# EXTRACT TO READ
▼
We’ve added the link to our collection at left.

As we reported last month, the student government of Toronto’s York University has voted to deny recognition to campus groups that oppose abortion rights. Now comes word that one such group, Students for Bioethical Awareness, is challenging the ban as a violation of the campus’s code of student conduct.

An essay on free-speech rights in high schools from a First Amendment scholar:

After 12 years of censorship and regimentation, many high school students will graduate this spring with little or no idea about what it means to be a free, active and engaged citizen in a democracy. When they march across the stage to get their diploma, let’s hope someone slips them a copy of the First Amendment – with instructions on how to use it.

Far too many public school officials are afraid of freedom and avoid anything that looks like democracy. Under the heading of “safety and discipline,” administrators censor student religious and political speech, shut down student newspapers and limit student government to discussions about decorations at the prom.
▲
# AVAILABLE DATA
▼
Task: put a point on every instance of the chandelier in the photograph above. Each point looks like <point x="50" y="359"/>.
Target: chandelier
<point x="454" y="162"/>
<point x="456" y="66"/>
▲
# PROBLEM STATEMENT
From the free-speech excerpt above, return the stretch from "After 12 years" through "how to use it.", copied word for word.

# THE ANSWER
After 12 years of censorship and regimentation, many high school students will graduate this spring with little or no idea about what it means to be a free, active and engaged citizen in a democracy. When they march across the stage to get their diploma, let’s hope someone slips them a copy of the First Amendment – with instructions on how to use it.